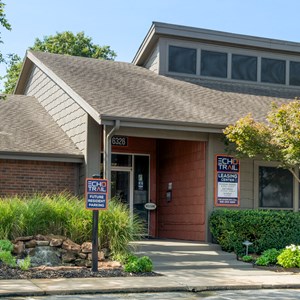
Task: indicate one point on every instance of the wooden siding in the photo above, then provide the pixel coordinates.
(64, 110)
(153, 61)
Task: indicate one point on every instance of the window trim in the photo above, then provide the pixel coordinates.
(260, 163)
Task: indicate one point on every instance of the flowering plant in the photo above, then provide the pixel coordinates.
(290, 257)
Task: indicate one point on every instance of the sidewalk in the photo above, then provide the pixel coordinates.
(186, 267)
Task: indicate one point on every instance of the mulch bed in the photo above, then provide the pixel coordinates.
(65, 272)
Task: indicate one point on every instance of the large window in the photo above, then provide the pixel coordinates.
(244, 67)
(182, 60)
(214, 64)
(272, 70)
(294, 73)
(275, 188)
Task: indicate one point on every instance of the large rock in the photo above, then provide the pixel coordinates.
(68, 257)
(30, 244)
(101, 256)
(71, 246)
(56, 242)
(86, 247)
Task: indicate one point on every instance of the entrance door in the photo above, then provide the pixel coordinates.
(120, 186)
(130, 182)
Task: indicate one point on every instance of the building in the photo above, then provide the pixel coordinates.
(152, 127)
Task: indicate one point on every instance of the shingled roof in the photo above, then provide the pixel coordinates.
(26, 127)
(122, 90)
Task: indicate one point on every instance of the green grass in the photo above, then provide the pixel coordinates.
(66, 215)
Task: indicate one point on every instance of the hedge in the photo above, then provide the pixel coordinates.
(266, 229)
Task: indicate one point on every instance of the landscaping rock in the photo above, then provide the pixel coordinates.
(42, 243)
(19, 248)
(30, 244)
(71, 246)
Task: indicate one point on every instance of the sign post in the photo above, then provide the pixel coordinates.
(227, 181)
(95, 199)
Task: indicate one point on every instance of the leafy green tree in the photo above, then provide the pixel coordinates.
(278, 139)
(61, 43)
(4, 23)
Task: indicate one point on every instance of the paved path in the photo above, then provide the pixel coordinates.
(185, 266)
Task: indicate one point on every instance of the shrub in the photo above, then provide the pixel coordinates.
(247, 258)
(290, 257)
(138, 264)
(66, 215)
(117, 228)
(6, 245)
(266, 229)
(7, 258)
(24, 264)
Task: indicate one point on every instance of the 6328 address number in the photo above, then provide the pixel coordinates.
(120, 141)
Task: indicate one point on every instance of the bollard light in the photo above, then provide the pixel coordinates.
(247, 244)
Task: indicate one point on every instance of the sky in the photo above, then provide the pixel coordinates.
(123, 24)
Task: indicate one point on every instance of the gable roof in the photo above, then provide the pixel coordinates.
(117, 90)
(26, 128)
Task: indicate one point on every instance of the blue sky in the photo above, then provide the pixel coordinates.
(122, 24)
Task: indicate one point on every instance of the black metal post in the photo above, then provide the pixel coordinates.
(95, 237)
(95, 241)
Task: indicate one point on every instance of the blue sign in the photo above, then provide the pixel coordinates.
(96, 194)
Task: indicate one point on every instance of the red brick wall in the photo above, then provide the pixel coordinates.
(29, 177)
(183, 164)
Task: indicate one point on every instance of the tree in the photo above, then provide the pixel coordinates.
(278, 139)
(4, 23)
(61, 43)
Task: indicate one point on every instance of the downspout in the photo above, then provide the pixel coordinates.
(107, 152)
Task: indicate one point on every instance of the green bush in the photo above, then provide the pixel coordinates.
(290, 257)
(247, 258)
(138, 264)
(268, 257)
(266, 229)
(6, 245)
(7, 258)
(66, 215)
(117, 228)
(24, 264)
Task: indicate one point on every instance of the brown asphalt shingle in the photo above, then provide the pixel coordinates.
(25, 126)
(124, 90)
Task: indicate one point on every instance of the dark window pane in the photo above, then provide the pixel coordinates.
(244, 67)
(182, 60)
(294, 73)
(121, 160)
(213, 64)
(272, 70)
(275, 187)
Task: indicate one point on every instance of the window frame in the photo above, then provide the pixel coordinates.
(295, 202)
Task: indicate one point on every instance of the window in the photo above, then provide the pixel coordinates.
(294, 73)
(244, 67)
(275, 188)
(213, 64)
(182, 60)
(272, 70)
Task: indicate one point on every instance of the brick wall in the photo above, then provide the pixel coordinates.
(183, 164)
(29, 177)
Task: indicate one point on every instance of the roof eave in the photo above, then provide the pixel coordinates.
(163, 124)
(54, 157)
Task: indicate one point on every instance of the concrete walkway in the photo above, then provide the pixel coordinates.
(186, 266)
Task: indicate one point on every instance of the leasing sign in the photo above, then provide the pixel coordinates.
(227, 180)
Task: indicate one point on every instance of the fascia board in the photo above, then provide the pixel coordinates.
(77, 98)
(41, 157)
(163, 125)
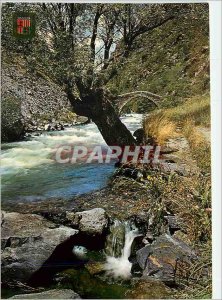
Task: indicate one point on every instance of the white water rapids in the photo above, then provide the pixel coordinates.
(29, 173)
(120, 267)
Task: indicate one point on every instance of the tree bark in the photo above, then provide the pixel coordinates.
(97, 106)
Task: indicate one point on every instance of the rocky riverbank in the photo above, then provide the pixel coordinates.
(48, 233)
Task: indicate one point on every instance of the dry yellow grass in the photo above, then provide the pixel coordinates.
(160, 127)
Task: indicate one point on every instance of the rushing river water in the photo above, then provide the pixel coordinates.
(29, 173)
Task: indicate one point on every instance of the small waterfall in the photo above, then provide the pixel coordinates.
(120, 267)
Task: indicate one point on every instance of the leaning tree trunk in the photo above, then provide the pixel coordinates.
(97, 106)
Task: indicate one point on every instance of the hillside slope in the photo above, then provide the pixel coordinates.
(172, 61)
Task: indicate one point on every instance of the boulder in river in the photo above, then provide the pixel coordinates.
(148, 289)
(91, 222)
(28, 240)
(50, 294)
(164, 258)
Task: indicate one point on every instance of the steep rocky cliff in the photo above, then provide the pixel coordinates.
(29, 101)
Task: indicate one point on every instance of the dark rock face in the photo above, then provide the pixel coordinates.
(163, 258)
(28, 240)
(11, 125)
(148, 289)
(30, 103)
(51, 294)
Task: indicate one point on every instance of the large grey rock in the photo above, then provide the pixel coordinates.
(164, 258)
(51, 294)
(92, 222)
(11, 124)
(27, 241)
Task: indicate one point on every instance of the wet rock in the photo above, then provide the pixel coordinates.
(95, 268)
(91, 222)
(51, 294)
(139, 135)
(164, 257)
(148, 289)
(128, 172)
(115, 239)
(28, 240)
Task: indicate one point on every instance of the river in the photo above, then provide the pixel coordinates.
(29, 173)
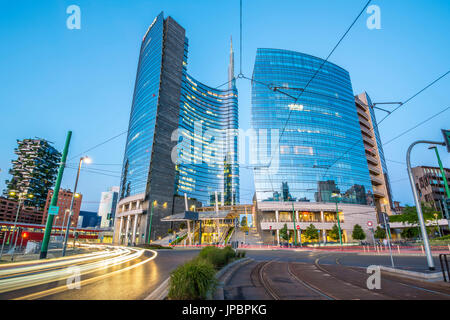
##########
*Instruction*. Please print the whole listing above again line for line, word for word, leaving out the pictures.

*Correct answer*.
Task: indicate one point on every instance of the wooden siding in the photo above, then provide the pixel coordinates.
(64, 110)
(153, 61)
Task: indicate one point on every instance of the window trim in the photo above, then provide the pixel coordinates.
(260, 163)
Task: indicate one point on every instance of the flowering plant in the photo above, then provide the pixel coordinates.
(290, 257)
Task: indicate one point on every instance of the sidewalk in the photo above, then provide the pixel coordinates.
(186, 267)
Task: indicate one point on every instance of the mulch bed in the photo above, then provide the pixel coordinates.
(65, 272)
Task: indicate one point on every instance of the large window in the photo above, then provide the pixel coordinates.
(244, 67)
(182, 60)
(214, 64)
(272, 70)
(294, 73)
(275, 188)
Task: indicate one point on every instance of the large rock in the photo above, then provide the pixel coordinates.
(68, 257)
(30, 244)
(101, 256)
(71, 246)
(56, 242)
(86, 247)
Task: indicate one point on every instance of the entrance door in the photo above, then provide the pixel coordinates.
(120, 186)
(130, 182)
Task: indicate one point on every instance of the building in the photo above, then provide the pixel coordinates.
(152, 127)
Task: indicate one point on every instance of the shingled roof in the photo above, then provide the pixel coordinates.
(26, 127)
(122, 90)
Task: indicate one point on every instance of the green grass in the photo above, then provide the pixel coordinates.
(66, 215)
Task: indicate one point on every instance of the hedge in the photo above, then provide the pixel coordinates.
(266, 229)
Task: indicate one point on every instance of the landscaping rock in the photo above, then provide the pixel coordinates.
(42, 243)
(19, 248)
(30, 244)
(71, 246)
Task: indicate one point on every instance of the sign post in the photo above, then provide the pixel coordinates.
(227, 181)
(95, 199)
Task: indicate one point on every instance of the leafy green tree in the photo above, then provide the pixel coordinates.
(278, 139)
(61, 43)
(4, 23)
Task: indicate one point on every instance of the paved path in the photo above, then provide the pixel coordinates.
(185, 266)
Task: indicate one point on every instance of the shrub in the photo above, then provide the pixel coordinates.
(247, 258)
(290, 257)
(138, 264)
(66, 215)
(117, 228)
(6, 245)
(266, 229)
(7, 258)
(24, 264)
Task: indicate one point on every instance of the 6328 address number in the photo above, then provide the pixel coordinates.
(120, 141)
Task: indicate one point on every instance of the bollard light in the photo above, then provide the pixel coordinates.
(247, 244)
Task: indicate one point on every instance of the sky in the photo above, then provide the pixel coordinates.
(123, 24)
Task: indicate one point on every instance of the gable roof in the photo above, then provide the pixel coordinates.
(117, 90)
(26, 128)
Task: indicate one point on every instance of the blue sky in the photo above, then provide the pixel coordinates.
(122, 24)
Task: indicate one point on every instance of the black metal post in the photo above, then provide the pixel coordinates.
(95, 237)
(95, 241)
Task: indicate one point on every instance of the blue sign in the photo above, then provide the pixel coordinates.
(96, 194)
Task: indicate one point on every instance of the red brick wall in the photo above, then provide the pixel coordinates.
(29, 177)
(183, 164)
Task: indicate one point on every instance of the tree in the photo above, then provide the pixel coordinates.
(278, 139)
(4, 23)
(61, 43)
Task: indicate one point on every instance of the downspout in the photo above, then provide the pixel coordinates.
(107, 152)
Task: indicate one point on every instance of the green bush in the photo above, then provide the pixel coordinates.
(290, 257)
(247, 258)
(138, 264)
(268, 257)
(266, 229)
(6, 245)
(7, 258)
(66, 215)
(117, 228)
(24, 264)
Task: indicate one point on every instance of the brown asphalt shingle in the photo above, then provide the pixel coordinates.
(25, 126)
(124, 90)
Task: indicate one point on every instance of the dark window pane in the photo above, then provide the pixel coordinates.
(244, 67)
(182, 60)
(294, 73)
(121, 160)
(213, 64)
(272, 70)
(275, 187)
Task: indicate one point on every instance of the window frame in the photo above, then provide the pixel coordinates.
(295, 202)
Task: indicate one point on every instance of the window in the photo above, then provide the pixel coordinates.
(294, 73)
(244, 67)
(275, 188)
(213, 64)
(182, 60)
(272, 70)
Task: indicate one point on every instance of the brick wall in the photo above, then provide the pixel coordinates.
(183, 164)
(29, 177)
Task: indicate one point on every instance of the roof eave in the photo above, then provide the pixel coordinates.
(163, 124)
(54, 157)
Task: indicate one point on every instance of the concrete walkway in the photo above, then provide the pixel coordinates.
(186, 266)
Task: indicate one point on every instance of the leasing sign in the photo above, then provide the pixel coordinates.
(227, 180)
Task: indicate one point on every instance of the fascia board in the photo above, then provide the pixel coordinates.
(77, 98)
(41, 157)
(163, 125)
Task: indicate one point on every instance of the white water rapids in the photo above, then provide the pixel coordinates.
(29, 173)
(120, 267)
Task: indicate one point on every instance of the tree bark in the photo above, then provide the pixel coordinates.
(97, 106)
Task: indicate one point on every instance of the rocky riverbank in the photo above, then provide the pixel coordinates.
(48, 233)
Task: indicate one point on every instance of the dry yellow grass in the photo above, then provide the pixel coordinates.
(160, 127)
Task: indicate one point on every instance of the rushing river water in the photo above, then provide the pixel coordinates.
(29, 173)
Task: indicate one point on every instance of the small waterfall in the photo above, then provide the pixel coordinates.
(120, 267)
Task: indicate one point on every instance of the leaning tree trunk in the photo above, then provide the pixel coordinates.
(97, 106)
Task: indicate one point on every instance of the hillside slope in the photo above, then provide the pixel coordinates.
(172, 61)
Task: indicate one point on every instance of the boulder in river in the photo above, then provide the pixel coordinates.
(148, 289)
(91, 222)
(28, 240)
(50, 294)
(164, 258)
Task: indicate one point on every instance of the steep rocky cliff in the photo above, then provide the pixel coordinates.
(29, 101)
Task: indicate one point on every instance of the dark rock face in the photo above, then provide the pixel coordinates.
(163, 258)
(28, 240)
(11, 125)
(148, 289)
(30, 103)
(51, 294)
Task: indicate one point on every instance of the large grey rock in the photo above, then provide the pixel coordinates.
(164, 258)
(51, 294)
(92, 222)
(11, 124)
(27, 241)
Task: indicate one point on every instance of the wet rock in the photo above, then provide the pixel coordinates.
(95, 268)
(91, 222)
(51, 294)
(139, 135)
(164, 257)
(148, 289)
(128, 172)
(115, 239)
(28, 240)
Task: indicate one point on every instance of the river in the photo above, then provide the pixel coordinates.
(29, 173)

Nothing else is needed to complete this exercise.